▶ [What needs to be done]
Express the records below as a two-column CSV with the columns record_text and answer, giving one row per record. Put each record's text and its answer in a single quoted field each, and turn any line breaks into spaces.

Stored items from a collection
Begin

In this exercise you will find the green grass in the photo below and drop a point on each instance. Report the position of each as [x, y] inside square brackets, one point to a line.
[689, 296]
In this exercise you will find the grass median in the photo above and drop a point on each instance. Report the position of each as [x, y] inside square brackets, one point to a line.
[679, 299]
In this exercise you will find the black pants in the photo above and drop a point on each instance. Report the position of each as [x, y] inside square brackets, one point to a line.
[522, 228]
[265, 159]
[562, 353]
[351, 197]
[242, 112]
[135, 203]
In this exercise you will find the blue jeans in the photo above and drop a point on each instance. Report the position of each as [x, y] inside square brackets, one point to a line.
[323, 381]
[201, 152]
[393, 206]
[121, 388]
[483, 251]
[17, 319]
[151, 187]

End

▶ [Result of the task]
record_text,answer
"In this exercise you will find the green grass in the photo below and drop a point on each instance. Report the position of each as [x, y] inside square brackets, one point to a line.","[689, 296]"
"In this exercise you will find the grass median in the photo above and drop a point on each instance. Report the position of each as [x, y] inside square brackets, one point to a line.","[679, 299]"
"In this exercise you will find the black pants in the photo above and drop a point on each instance. Report the position of each as [x, y] inside square brackets, one point to a line.","[522, 228] [265, 159] [562, 353] [351, 197] [242, 112] [135, 203]"
"In this exercise you will find the blue jeans in the photo above and drop a point on each instance. Report the position of each as [x, y] inside square brackets, one point to a line.","[323, 381] [201, 152] [393, 206] [121, 388] [483, 251] [17, 319] [151, 187]"